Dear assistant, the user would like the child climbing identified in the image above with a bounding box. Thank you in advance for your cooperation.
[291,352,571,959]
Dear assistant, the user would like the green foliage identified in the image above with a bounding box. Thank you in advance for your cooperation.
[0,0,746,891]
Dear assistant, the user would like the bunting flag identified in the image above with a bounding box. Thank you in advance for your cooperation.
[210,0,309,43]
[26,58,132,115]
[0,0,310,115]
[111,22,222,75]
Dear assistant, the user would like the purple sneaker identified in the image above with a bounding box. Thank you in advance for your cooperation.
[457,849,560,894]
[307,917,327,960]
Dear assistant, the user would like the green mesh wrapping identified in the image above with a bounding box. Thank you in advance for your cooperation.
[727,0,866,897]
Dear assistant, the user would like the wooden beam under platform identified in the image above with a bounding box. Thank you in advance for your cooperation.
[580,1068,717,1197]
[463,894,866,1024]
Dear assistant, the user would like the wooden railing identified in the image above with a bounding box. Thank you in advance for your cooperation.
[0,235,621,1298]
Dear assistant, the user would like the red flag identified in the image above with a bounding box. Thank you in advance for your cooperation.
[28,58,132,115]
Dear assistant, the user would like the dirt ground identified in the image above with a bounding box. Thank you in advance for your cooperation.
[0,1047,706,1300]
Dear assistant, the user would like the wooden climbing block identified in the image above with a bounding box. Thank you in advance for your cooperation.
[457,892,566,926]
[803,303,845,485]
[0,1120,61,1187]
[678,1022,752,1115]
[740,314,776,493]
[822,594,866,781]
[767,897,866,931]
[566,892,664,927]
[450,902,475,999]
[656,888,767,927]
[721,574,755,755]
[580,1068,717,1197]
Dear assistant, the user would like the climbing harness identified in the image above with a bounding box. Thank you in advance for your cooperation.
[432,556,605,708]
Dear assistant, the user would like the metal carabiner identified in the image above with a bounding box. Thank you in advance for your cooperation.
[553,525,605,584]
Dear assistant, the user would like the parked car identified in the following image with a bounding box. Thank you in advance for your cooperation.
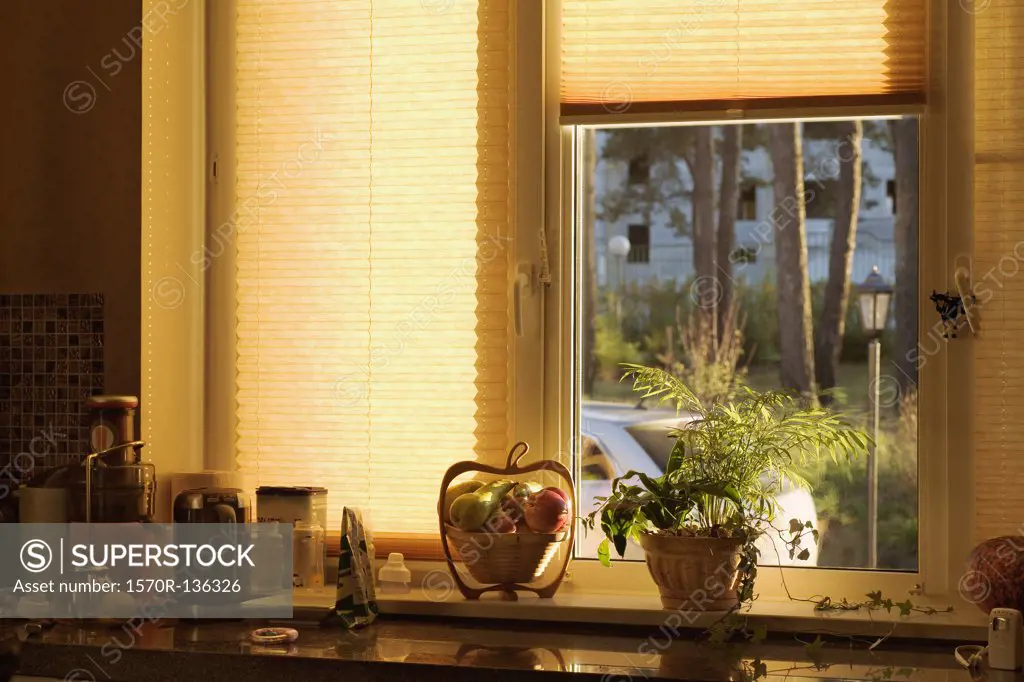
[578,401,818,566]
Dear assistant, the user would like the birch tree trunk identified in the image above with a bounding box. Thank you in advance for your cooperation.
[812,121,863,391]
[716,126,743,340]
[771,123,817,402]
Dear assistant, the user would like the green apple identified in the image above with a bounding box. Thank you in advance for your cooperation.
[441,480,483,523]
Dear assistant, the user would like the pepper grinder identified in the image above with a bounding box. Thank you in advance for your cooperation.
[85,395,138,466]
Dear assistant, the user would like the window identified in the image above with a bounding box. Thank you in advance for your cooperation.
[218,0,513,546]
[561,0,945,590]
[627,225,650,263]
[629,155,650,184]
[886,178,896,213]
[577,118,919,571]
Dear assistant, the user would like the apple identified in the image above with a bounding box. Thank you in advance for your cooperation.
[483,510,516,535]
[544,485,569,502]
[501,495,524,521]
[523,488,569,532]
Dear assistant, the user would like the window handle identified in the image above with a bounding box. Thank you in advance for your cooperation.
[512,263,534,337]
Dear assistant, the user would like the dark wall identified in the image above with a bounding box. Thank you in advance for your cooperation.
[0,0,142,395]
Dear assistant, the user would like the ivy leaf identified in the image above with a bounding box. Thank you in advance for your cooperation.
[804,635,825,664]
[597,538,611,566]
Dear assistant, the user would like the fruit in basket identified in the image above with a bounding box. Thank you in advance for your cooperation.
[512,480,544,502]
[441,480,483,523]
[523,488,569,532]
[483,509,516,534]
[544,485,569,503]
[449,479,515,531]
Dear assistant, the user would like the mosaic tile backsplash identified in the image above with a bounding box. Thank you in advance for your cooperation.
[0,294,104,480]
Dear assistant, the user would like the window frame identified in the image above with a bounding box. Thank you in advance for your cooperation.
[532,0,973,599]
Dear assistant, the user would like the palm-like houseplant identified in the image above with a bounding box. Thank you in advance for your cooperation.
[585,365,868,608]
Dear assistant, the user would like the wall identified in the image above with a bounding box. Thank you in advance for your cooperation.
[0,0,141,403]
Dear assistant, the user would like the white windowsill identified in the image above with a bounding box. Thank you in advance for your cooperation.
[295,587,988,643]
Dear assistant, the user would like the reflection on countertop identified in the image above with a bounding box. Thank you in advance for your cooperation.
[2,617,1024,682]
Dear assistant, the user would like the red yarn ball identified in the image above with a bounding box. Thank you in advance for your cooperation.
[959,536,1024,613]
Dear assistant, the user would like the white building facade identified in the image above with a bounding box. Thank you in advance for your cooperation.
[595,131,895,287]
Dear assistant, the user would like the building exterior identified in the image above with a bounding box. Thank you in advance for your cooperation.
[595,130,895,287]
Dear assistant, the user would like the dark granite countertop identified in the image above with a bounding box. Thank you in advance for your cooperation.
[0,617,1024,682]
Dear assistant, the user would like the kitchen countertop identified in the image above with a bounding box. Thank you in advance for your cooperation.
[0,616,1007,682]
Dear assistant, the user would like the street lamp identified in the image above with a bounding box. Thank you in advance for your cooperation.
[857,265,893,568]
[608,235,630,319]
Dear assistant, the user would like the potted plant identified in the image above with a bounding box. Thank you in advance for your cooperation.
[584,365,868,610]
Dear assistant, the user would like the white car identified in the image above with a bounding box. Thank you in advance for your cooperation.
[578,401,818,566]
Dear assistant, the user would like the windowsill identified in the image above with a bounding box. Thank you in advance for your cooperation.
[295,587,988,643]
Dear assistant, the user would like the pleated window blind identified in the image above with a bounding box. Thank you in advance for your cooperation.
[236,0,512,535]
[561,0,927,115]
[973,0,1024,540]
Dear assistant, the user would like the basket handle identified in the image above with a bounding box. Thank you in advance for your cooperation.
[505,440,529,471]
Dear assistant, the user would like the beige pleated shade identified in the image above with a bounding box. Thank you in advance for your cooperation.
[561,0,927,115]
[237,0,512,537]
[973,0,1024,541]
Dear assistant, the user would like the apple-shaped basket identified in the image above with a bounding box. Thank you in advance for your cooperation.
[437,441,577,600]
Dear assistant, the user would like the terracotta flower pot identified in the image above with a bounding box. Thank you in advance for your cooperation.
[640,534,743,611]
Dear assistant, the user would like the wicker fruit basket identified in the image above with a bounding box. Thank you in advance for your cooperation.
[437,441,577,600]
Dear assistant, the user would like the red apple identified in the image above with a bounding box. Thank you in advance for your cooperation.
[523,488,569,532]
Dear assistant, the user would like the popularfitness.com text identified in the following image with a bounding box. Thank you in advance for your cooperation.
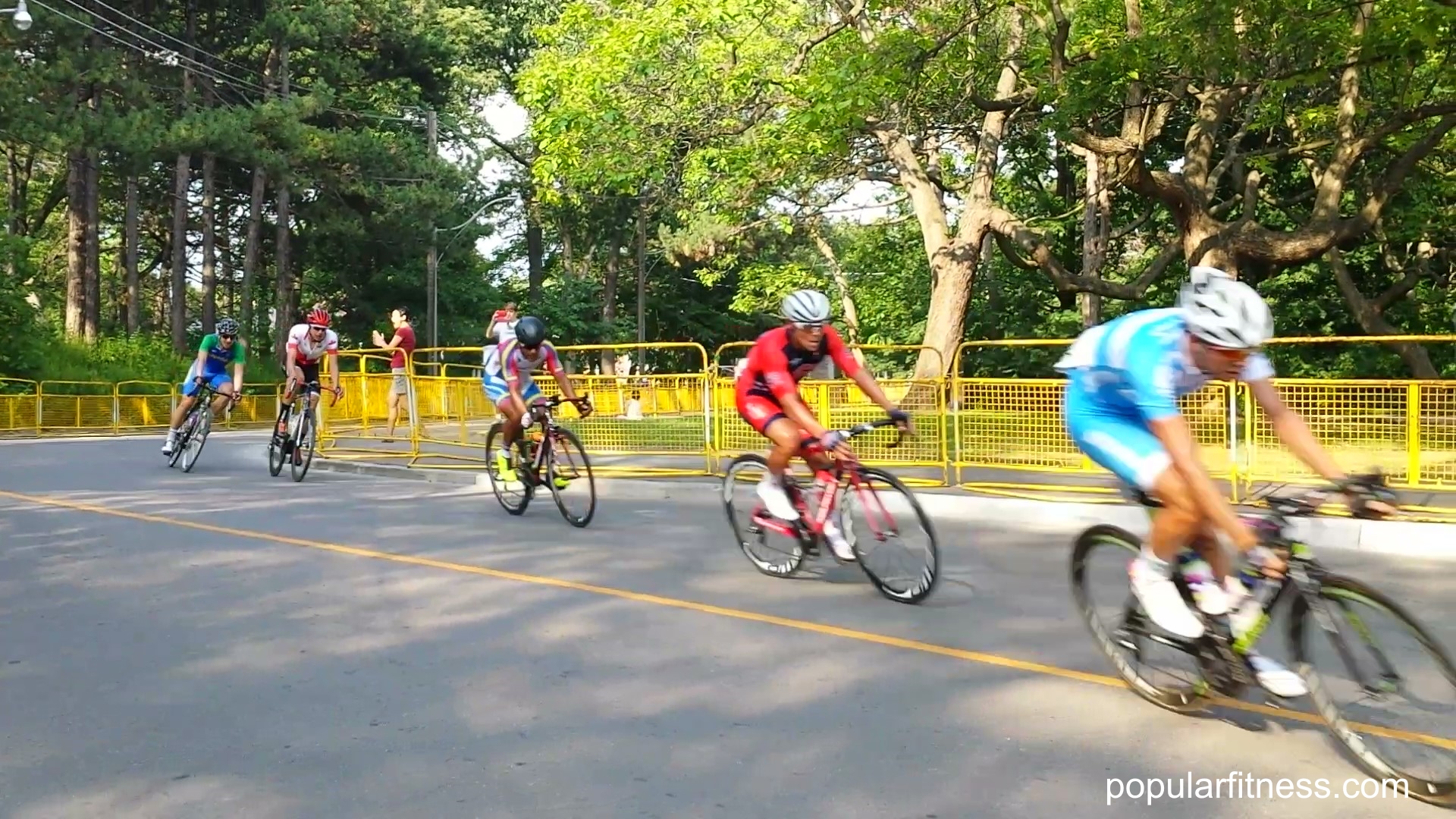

..........

Work to do: Copy every line of the records above without any change, and leave the pictures out.

Response below:
Dear assistant, the user would like the child climbing identified in the image above with a bounding box. Thank you in advance for your cooperation.
[291,352,571,959]
Dear assistant, the user would like the green foliage identified in the image above with a bounding box. Thank you in advance for your cooperation.
[0,0,746,891]
Dear assistant, the user would like the bunting flag identified in the image above with a bounding box. Thank you in advance for your cooperation.
[210,0,309,43]
[26,58,132,115]
[0,0,310,115]
[111,22,222,75]
Dear assistant, the user would like the purple sneaker identified in the image above with a bounding box. Thank you in advance for your cooperation.
[457,849,560,894]
[307,917,327,960]
Dear assistant, the user would like the green mesh wrapping identified in the image above with a bounding box. Thank you in advance for your cooperation.
[727,0,866,897]
Dear assistant, the user would like the wooden beam under platform identified in the image above with a bounding box. Thank you in advance for your cooperation.
[580,1068,717,1197]
[463,894,866,1024]
Dear assistant, the user would like the wooden railing identified in the image above with a bounding box. Thank you in advance for your cooperation.
[0,235,621,1298]
Dear assistant, the user would like the red flag identified in the image above with a bounding box. Thank you in advance for your cooperation.
[28,58,132,115]
Dear assistant, the user would like the dirt ground identified in the image above with a bounding box. Thank you in advance for your cooperation.
[0,1047,706,1300]
Dear assistant, the user would like the wooden climbing block identified in the image above with a bounding box. Thank you in advance for your cooperation.
[457,892,566,926]
[803,303,845,485]
[0,1120,61,1187]
[678,1022,752,1115]
[740,314,776,493]
[822,594,866,781]
[767,897,866,931]
[566,892,664,927]
[450,902,475,999]
[656,888,767,927]
[721,574,755,755]
[580,1068,717,1197]
Dear assistant, the user would like the climbing harness identified in the image above with a bounding box. Thank you in advance for your cooperation.
[432,556,605,708]
Dear assistant, the user would like the metal carabiner identified in the image above with a bounding box. Thank you in advance for your cooperation.
[553,525,605,584]
Dear assistant, the user would like the parked car identified in the following image with a bounding box. Thank you in advance for your cooperation.
[578,401,818,566]
Dear assistant, the user would like the birch tree trunk identified in the image above with a bounding box. Thank you in advance for your cooperation.
[812,121,863,391]
[716,126,743,340]
[771,123,817,402]
Dear assistant, the user would like the green apple identified in the image above with a bounding box. Thank you in advance for your cooperation.
[441,480,483,523]
Dear assistant, the user would like the pepper grinder identified in the image above with a bounding box. Thank you in advance for your cooperation.
[85,395,138,466]
Dear assistant, the user would like the window identified in the image above with a bounding box. Thank you in advance for your cooperation.
[218,0,513,546]
[561,0,945,590]
[627,225,650,263]
[629,155,650,184]
[886,178,896,213]
[577,118,919,571]
Dear assistant, the user would like the apple identified in the image above with a bounding box. Thank you in advance for your cooperation.
[483,510,516,535]
[544,485,569,502]
[501,495,524,521]
[523,488,569,532]
Dear assistant, the user would like the window handle identified in the image above with a bounding box. Thank you in advance for your cooperation.
[512,263,534,337]
Dear assistant, the user would like the dark wall identified in the image above with a bounding box. Thank you in advance for your cooperation.
[0,0,142,395]
Dear assistant, the user would like the ivy leaf identified in the image above with a bounding box. Thank you in advance for your cooperation.
[804,635,825,664]
[597,538,611,566]
Dear assistant, the user would like the fruit in basket identified in the image above with a bounding box. Thank you in advance for your cooperation.
[512,480,544,502]
[441,480,483,523]
[523,488,569,532]
[483,509,516,534]
[544,485,569,503]
[449,479,515,531]
Dear assistant, the user would like the mosaic tile backsplash identified in the image above with a bounding box. Thank you in advance for your cooperation.
[0,294,104,480]
Dear assistant, the user would like the window frame identified in the image above with a bounding box. Thank you in advance for your cooperation.
[532,0,973,599]
Dear assistant, the user would like the palm-like houseplant identified in the image above with a bounding box. Thank you in advance for your cooperation.
[585,365,868,608]
Dear assistant, the user would like the wall identified in the image above with a bounding box. Thank you in advance for your cooperation.
[0,0,141,403]
Dear assistant, the user would like the white windowsill identified in the image above with a bounding box. Thank you in advance for your cooperation.
[295,587,988,643]
Dear assistant, the user would like the reflection on countertop identified in the image above with a bounding box. Thank you in advance for your cooperation.
[2,617,1024,682]
Dear assistant, the user would like the red yarn ball identified in the image above with a bounding box. Thank you in advance for your cooperation.
[959,536,1024,613]
Dear assistant, the user would like the white building facade identified in the image above with a bounding box. Thank you in advance for your cooperation.
[595,131,895,287]
Dear assistant, the user would like the building exterior identified in the image above with a bounding box. Thank you in advance for your cooperation.
[595,130,895,287]
Dear assistant, the user would like the dark granite countertop identified in the image above with a bounding box. Thank you in advance for your cooperation.
[0,617,1024,682]
Dear assistant, the user would like the kitchen countertop identified in the image above with a bounding box. Thank you in advance for your cooperation.
[0,616,1007,682]
Dear assistant, the user would like the street lamp identified in the image above with a bounding box. Thank you in advance for your cooperation.
[857,265,893,568]
[608,235,630,319]
Dear assistant, the user would like the potted plant identified in the image above with a bounding box. Thank you in advance for your cooperation.
[584,365,868,610]
Dear assistant, the user would like the white car identified in the image above with a bounding box. Thank you in advance for your cooperation.
[578,401,818,566]
Dear assistant, the user would like the windowsill identified in the image above with a bounding box. Thank you in advance for your cooperation.
[295,587,988,643]
Dear assistant, the user would like the pleated window blind identified in the image above with a bounding box. Thank you in advance for your cooperation.
[236,0,512,535]
[561,0,927,115]
[973,0,1024,540]
Dear assistant, the user would like the basket handle identified in the image above with a bounding box. Thank you in advance for your cooperation.
[505,440,529,471]
Dear assistant, the user would like the beige pleated shade identified in the image above with a bounding box. Thank you in advance for your cooperation.
[561,0,927,115]
[237,0,512,537]
[973,0,1024,541]
Dear assistant, the user would like the apple-shaped basket identified in the image above with a bounding box. Thank you in advance for your cooperation.
[437,441,577,600]
Dear assistant, the user would like the terracotta flower pot identified in the image above with a bounding box. Thank you in advance for your cooperation.
[640,534,743,611]
Dear assistant, the user would like the wicker fruit basket identified in the image above with a bounding box. Thank you in advance for your cooperation.
[437,441,577,600]
Dear assistant, the user would like the red apple identified in the image above with a bounding box. Thank you in advance for your cooperation.
[523,488,569,532]
Dear assistant, the user would like the popularfitness.com text identified in the following image with a bounding box. Thank you in advance for your cooperation.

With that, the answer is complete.